▶ Text shown
+++

June 30, 2010|By Robert Selna, Chronicle Staff Writer
  • original loan
    Credit: George Russell / The Chronicle

Conventional wisdom among California homeowners has been that if they go through foreclosure, they will lose their homes, yet be freed from the remaining debt on the mortgage. But that silver lining, distressed borrowers are learning, applies only if they did not previously refinance their loan.

The state Legislature created laws during the Great Depression intended to allow people who lost their homes to get back on their feet. They protected borrowers from being pursued for the difference between what they owed on their mortgage and the decreased value of their former home. But, at a time when refinancing was less common, those laws did not include loans that refinanced the original purchase mortgage - even if it was done only to obtain a lower interest rate.

Now, proposed legislation would extend protections to those foreclosed owners who refinanced their loans. The state Senate approved the new law in June and it was passed by a state Assembly committee Tuesday, but its future is unknown.

State bankers' groups are trying to alter the bill, which was sponsored by the California Association of Realtors, before its final vote this summer. The bankers do not want changes to apply to existing loans, but rather only to future mortgages.

We do not wish for the California Legislature to go in and amend contracts," said Rodney Brown, chief executive of the California Bankers Association. "The banking industry is very supportive of extending these kind of protections, but the idea of breaking a contract between the borrower and the lender is not really consistent with contract law in the U.S. or the way to do business."

The gap between what is owed on a mortgage and the value of a home is known as a deficiency.

As it stands, homeowners who only have an original purchase loan can walk away from their debt obligation and not worry about bill collectors. Their credit might suffer, but their future earnings will not be threatened by debts from their current crisis.

Not so strategic

That has led some owners to pursue so-called strategic defaults, where they have the means to continue paying their mortgage, but choose not to.

In contrast, an owner who refinanced the original loan - whether a strategic defaulter or someone who lost his job and could not pay the monthly mortgage - could be chased down for debts almost indefinitely.

For homeowners in default, the concern is not academic. Real estate lawyers say they increasingly are getting calls from distressed owners who are trying to work with lenders. Many owners are discovering that even if they pursue a short sale - where the bank allows the home to be sold for less than what is owed on the mortgage and ostensibly forgives any remaining debt - they still could be on the hook for the unpaid balance at a later date.

"I'm seeing a significant increase in situations where the lender reserves the right to collect on any shortfalls," said Shannon Jones, a Danville real estate attorney who said she receives several calls a day from people concerned about their liabilities post-foreclosure. "I'm also seeing lenders turn over the outstanding loans to collection companies, who send letters demanding payment."

+++

▶ Entries provided
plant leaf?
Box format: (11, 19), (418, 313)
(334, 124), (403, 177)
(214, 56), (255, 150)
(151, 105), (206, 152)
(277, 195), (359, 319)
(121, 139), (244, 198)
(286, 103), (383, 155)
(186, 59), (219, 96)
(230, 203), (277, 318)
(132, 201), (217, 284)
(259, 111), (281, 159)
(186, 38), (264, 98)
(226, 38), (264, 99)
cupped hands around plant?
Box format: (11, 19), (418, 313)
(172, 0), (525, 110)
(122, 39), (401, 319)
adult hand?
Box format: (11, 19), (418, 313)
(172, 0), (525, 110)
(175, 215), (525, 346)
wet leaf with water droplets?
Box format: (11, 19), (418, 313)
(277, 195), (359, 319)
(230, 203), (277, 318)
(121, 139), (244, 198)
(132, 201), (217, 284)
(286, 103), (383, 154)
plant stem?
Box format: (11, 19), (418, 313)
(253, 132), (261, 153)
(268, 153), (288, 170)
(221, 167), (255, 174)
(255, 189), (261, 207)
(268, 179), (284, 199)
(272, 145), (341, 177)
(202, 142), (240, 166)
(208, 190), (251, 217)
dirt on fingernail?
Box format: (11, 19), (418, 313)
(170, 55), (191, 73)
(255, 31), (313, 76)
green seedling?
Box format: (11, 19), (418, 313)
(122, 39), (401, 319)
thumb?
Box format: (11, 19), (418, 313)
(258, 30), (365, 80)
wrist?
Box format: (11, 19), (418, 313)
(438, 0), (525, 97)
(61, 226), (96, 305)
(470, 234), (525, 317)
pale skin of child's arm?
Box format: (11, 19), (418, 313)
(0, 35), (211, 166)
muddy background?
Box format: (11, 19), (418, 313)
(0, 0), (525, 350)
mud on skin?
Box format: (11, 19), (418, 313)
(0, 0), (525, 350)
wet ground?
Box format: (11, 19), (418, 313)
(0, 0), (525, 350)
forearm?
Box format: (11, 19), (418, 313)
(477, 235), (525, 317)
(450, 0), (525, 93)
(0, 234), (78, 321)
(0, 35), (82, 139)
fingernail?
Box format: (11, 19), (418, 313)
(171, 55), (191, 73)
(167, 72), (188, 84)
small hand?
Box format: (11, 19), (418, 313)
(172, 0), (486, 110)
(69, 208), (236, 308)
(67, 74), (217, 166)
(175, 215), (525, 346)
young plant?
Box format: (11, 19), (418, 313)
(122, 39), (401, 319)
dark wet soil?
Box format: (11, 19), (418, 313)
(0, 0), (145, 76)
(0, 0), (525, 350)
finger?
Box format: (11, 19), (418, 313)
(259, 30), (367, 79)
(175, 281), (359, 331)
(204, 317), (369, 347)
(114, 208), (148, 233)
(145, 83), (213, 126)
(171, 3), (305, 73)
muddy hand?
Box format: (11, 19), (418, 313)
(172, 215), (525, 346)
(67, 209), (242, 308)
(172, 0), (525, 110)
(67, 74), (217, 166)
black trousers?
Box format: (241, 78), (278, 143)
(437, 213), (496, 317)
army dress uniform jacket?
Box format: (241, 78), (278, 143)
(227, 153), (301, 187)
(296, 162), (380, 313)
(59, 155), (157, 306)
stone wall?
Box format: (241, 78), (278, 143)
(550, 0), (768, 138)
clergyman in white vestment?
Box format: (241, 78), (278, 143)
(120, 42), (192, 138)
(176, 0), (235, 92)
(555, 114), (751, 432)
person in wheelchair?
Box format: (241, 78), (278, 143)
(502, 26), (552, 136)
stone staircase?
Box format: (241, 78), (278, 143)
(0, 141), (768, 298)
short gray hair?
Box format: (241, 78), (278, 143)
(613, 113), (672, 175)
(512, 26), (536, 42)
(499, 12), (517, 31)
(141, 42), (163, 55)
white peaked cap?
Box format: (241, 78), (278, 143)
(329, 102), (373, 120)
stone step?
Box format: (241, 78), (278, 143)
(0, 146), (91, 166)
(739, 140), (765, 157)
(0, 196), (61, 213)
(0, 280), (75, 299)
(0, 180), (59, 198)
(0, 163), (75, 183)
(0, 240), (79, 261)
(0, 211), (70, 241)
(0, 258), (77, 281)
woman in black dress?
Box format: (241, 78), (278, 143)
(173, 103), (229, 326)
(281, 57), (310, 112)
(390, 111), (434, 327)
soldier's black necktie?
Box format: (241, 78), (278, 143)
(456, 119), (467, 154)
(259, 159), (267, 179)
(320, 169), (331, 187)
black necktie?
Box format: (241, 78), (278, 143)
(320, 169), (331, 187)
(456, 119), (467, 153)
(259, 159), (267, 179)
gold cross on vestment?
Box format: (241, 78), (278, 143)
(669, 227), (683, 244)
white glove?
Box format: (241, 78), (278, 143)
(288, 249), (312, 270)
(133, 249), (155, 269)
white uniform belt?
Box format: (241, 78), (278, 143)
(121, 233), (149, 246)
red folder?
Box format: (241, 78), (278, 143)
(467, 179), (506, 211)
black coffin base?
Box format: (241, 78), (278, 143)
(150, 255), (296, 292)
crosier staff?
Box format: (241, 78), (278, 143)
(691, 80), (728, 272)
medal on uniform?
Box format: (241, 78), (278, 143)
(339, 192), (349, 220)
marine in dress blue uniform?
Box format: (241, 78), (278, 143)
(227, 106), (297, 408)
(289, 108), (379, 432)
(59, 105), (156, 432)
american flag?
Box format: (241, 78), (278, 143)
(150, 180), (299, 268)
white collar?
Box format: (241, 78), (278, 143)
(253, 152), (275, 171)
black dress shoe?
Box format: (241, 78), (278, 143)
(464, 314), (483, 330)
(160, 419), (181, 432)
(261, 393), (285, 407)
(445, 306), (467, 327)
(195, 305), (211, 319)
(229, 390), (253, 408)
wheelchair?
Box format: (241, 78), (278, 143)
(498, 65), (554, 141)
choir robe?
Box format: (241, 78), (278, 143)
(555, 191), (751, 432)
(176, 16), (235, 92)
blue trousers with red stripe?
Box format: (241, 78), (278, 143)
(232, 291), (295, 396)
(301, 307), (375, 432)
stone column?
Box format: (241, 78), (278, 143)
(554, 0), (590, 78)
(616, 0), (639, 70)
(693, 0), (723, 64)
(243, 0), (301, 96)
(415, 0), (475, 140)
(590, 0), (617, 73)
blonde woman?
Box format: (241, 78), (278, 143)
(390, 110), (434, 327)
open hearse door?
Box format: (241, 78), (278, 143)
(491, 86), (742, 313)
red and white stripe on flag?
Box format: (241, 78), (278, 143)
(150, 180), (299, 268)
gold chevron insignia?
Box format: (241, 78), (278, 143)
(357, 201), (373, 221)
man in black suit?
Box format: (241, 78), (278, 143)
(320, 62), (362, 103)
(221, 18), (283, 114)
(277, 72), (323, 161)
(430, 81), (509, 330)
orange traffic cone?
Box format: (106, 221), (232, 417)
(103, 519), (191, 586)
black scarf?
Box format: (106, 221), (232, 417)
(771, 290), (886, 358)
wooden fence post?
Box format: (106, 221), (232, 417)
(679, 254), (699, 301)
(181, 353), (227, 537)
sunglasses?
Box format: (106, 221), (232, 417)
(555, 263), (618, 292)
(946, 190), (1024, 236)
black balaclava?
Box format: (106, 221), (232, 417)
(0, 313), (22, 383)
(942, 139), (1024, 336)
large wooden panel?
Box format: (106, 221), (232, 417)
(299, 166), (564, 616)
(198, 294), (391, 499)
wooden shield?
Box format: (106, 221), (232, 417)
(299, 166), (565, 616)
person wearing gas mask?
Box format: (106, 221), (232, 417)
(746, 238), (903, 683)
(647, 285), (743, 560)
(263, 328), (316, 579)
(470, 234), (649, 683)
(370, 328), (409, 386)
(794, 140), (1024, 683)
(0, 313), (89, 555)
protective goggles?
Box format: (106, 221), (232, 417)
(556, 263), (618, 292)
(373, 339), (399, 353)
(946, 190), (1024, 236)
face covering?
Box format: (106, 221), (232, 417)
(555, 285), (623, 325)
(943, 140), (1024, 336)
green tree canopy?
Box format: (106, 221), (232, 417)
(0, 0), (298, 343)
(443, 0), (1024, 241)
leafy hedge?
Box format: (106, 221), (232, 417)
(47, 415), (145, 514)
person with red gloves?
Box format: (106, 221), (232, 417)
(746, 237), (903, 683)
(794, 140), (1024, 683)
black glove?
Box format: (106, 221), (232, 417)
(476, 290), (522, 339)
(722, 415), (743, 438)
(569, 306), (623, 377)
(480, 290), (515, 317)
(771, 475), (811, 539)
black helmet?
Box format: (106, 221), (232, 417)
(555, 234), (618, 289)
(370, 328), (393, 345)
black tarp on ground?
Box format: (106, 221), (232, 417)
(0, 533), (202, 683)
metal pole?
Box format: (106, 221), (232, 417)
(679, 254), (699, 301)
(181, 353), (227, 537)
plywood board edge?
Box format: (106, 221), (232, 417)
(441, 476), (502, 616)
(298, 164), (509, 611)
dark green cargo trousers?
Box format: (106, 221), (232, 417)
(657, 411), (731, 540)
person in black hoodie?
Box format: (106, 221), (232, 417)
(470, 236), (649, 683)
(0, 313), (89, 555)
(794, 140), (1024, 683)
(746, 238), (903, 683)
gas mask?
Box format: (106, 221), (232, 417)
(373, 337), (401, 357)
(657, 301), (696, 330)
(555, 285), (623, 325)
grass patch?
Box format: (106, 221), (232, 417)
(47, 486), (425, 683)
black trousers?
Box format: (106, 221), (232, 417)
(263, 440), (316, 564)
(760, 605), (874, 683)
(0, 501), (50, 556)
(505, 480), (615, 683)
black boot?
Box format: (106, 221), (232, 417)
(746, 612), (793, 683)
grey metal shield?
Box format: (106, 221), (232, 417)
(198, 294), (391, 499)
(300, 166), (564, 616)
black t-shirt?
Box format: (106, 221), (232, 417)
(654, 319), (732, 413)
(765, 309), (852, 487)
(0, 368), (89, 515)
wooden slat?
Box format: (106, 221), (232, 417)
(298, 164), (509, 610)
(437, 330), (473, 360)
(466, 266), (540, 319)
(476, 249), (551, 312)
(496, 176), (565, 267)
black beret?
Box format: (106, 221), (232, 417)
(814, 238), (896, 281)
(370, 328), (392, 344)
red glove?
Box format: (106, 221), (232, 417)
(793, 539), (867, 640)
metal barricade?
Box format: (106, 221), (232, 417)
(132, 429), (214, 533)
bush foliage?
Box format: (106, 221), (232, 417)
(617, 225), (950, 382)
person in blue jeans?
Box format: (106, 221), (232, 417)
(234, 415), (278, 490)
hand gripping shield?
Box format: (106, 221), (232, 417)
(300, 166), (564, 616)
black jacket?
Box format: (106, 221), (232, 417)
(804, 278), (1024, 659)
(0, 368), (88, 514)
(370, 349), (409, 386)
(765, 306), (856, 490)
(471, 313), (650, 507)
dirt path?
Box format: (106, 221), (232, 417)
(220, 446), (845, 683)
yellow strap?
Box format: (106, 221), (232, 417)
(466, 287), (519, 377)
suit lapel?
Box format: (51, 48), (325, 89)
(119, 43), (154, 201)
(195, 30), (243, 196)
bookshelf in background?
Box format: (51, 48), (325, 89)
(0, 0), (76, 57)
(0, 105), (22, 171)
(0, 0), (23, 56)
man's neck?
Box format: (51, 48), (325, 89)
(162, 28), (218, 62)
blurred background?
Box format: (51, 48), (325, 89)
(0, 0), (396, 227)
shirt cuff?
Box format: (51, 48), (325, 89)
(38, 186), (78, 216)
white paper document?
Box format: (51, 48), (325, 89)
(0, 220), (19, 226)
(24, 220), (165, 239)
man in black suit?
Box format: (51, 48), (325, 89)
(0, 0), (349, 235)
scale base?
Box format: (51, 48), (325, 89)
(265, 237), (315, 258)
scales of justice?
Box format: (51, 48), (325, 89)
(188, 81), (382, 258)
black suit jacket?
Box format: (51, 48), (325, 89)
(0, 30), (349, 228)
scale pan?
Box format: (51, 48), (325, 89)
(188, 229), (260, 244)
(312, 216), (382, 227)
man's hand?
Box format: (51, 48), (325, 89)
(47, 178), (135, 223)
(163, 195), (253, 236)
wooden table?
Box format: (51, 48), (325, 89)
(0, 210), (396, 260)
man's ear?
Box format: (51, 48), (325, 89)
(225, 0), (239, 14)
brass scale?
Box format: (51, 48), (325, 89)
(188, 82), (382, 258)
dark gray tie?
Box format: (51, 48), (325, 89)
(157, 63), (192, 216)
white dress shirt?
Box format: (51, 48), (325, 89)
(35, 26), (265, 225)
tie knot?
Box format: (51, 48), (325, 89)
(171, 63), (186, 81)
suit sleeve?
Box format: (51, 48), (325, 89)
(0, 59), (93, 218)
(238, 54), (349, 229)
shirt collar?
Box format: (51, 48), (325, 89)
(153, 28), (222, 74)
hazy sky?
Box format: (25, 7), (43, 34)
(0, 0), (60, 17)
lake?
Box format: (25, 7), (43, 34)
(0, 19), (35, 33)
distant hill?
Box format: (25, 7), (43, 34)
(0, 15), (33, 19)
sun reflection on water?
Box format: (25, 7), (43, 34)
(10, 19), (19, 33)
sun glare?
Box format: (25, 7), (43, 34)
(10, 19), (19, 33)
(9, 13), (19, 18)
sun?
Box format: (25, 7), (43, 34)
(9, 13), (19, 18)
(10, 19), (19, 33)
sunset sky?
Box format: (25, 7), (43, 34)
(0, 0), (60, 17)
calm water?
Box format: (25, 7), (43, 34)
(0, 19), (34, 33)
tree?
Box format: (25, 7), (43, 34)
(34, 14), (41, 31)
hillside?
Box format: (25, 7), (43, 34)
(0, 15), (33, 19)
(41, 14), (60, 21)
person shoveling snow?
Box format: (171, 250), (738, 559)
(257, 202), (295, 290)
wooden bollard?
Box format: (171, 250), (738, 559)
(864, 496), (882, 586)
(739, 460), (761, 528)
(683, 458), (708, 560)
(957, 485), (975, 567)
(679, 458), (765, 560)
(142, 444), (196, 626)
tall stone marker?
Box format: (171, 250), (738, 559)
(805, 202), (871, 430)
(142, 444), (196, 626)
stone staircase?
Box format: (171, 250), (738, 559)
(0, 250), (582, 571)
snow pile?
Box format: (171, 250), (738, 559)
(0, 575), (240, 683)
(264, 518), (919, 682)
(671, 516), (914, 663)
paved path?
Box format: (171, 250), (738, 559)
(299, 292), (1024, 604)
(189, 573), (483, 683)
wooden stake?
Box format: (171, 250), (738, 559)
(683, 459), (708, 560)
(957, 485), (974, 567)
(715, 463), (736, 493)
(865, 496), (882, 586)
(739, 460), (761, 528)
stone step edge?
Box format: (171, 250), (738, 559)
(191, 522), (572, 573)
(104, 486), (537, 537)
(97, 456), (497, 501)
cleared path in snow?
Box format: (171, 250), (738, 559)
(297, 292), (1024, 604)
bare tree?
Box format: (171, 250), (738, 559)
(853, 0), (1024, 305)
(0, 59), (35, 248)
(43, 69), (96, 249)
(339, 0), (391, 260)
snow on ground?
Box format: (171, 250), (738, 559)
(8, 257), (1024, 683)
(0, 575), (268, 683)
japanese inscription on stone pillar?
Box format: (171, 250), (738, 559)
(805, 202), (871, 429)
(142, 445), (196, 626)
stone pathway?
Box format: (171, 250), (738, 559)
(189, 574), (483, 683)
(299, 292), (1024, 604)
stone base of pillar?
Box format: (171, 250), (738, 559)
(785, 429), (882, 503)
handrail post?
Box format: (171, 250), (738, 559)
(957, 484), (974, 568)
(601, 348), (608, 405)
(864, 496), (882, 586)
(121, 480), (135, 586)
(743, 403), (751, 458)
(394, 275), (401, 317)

+++

▶ Things to do
**A)** Answer these questions about the foreclosure article:
(i) During what period did the California Legislature create the laws protecting borrowers who lost their homes?
(ii) Which organization sponsored the proposed bill?
(iii) What is the gap between what is owed on a mortgage and the value of a home called?
**B)** Could you resume the foreclosure article from its final paragraph?
The material has no connection to the text.

▶ Results
**A)**
(i) During the Great Depression.
(ii) The California Association of Realtors.
(iii) A deficiency.

**B)**
If the state legislation goes the way the bankers want it to, it could hamper former owners' ability to ever buy a house again and would violate fundamental principles of fairness, according to Alex Creel, senior vice president and chief lobbyist for the California Association of Realtors.

"Our thinking is why should refinancing the loan, and nothing more, result in a loss of protections that you had when you made the loan at the outset," Creel said. "But in California, you lose that protection, and it's not as if the lender tells you about it. But you lose it nonetheless."

Creel points out that the proposed legislation does not protect those who refinanced their loans to get cash, in the form of home equity lines of credit and other second loans. And it shields former homeowners only up to the amount of their original mortgage.

Raising the debt

If an owner obtained a mortgage of $400,000, but then boosted the loan to $500,000 by refinancing for cash, the law would allow him to be billed for the $100,000 difference, he said.

Creel noted that pursuing loan deficiency payments requires going to court and is cumbersome, and therefore not favored by banks. But that does not stop lenders from using the threat of court action as leverage in negotiations over the fate of a property verging on foreclosure.

"We've heard of lenders saying, we're not going to agree to a short sale unless you sign a contract to pay all or some of the deficiency," Creel said. "And it's not a hollow threat because currently, they are entitled to do it."

Creel said lenders have four to six years to obtain a judgment against a borrower, but the judgment is good for 10 years and can be extended another 10 years.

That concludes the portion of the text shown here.